Friday, November 22, 2013

November 22, 1963 -- My Story

I was just out of college and working as a teacher of 11th grade English in Corsicana, Texas.  It was my mother's birthday, but I wasn't going home to see her until the next day because I'd be working at the football game that night, taking up tickets.  Corsicana had a great team that year, and in fact they went on to win the state championship in class 3-A.  

I was teaching Huckleberry Finn to my fourth-period English class when the school secretary came to the door.  She called me into the hall and whispered that John F. Kennedy had been shot in Dallas.  That's all she knew, and she was going from room to room with the news.  Apparently the principal didn't want to announce it over the speaker system.  

I had no idea what to do next, so I went back into the room and finished the lesson without mentioning what I'd learned.  After the room cleared out at the end of the period, I went downstairs to proctor the fifth-period study hall.  I didn't have to mention what had happened, as by that time, everyone seemed to know.  Someone had one of those little portable transistor radios, and it sat in the window, tuned in to a Dallas station.  Except for the radio, the room was absolutely quiet, which, believe me, was unprecedented.  For the rest of the period we all listened to the radio.  At some point a girl started to cry.

I don't remember what happened in the sixth-period English class.  I do know that we didn't do much talking about the assignment.  

That night I worked at the football game.  The University Interscholastic League had decided that the games would go on.  Football trumps everything in Texas.

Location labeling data
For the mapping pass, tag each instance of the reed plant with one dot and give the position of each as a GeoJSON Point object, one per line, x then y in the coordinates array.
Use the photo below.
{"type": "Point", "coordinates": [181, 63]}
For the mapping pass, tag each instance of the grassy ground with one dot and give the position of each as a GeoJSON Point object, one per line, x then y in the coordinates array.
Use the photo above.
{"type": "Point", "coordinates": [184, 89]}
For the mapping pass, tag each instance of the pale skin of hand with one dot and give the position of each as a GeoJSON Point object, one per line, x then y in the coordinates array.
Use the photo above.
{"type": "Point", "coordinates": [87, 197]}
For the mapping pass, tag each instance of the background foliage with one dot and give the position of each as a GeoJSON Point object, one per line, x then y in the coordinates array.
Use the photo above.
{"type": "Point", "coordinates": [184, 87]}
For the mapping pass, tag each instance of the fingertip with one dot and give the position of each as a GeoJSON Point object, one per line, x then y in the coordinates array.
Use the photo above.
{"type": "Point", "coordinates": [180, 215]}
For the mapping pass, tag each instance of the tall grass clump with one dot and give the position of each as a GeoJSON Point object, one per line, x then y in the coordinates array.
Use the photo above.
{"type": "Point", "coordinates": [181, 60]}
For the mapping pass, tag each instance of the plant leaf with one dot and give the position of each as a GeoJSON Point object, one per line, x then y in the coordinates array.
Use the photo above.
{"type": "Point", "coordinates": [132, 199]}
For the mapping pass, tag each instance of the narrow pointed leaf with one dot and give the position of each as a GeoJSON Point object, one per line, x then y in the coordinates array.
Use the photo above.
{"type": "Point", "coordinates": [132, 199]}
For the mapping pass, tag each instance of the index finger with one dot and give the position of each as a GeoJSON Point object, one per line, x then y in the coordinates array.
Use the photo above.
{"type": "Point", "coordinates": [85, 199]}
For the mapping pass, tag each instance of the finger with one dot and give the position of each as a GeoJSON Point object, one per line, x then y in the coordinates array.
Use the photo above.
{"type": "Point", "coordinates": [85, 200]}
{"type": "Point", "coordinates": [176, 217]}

**DIRECTIVE**
Answer these questions from the post about November 22, 1963:
1. What grade and subject did the writer teach?
2. Which book was the fourth-period class reading when the secretary came to the door?
3. What organization decided that the football games would go on?
This data comes from a different source than the post.

**COMPLETE OUTPUT**
1. 11th grade English.
2. Huckleberry Finn.
3. The University Interscholastic League.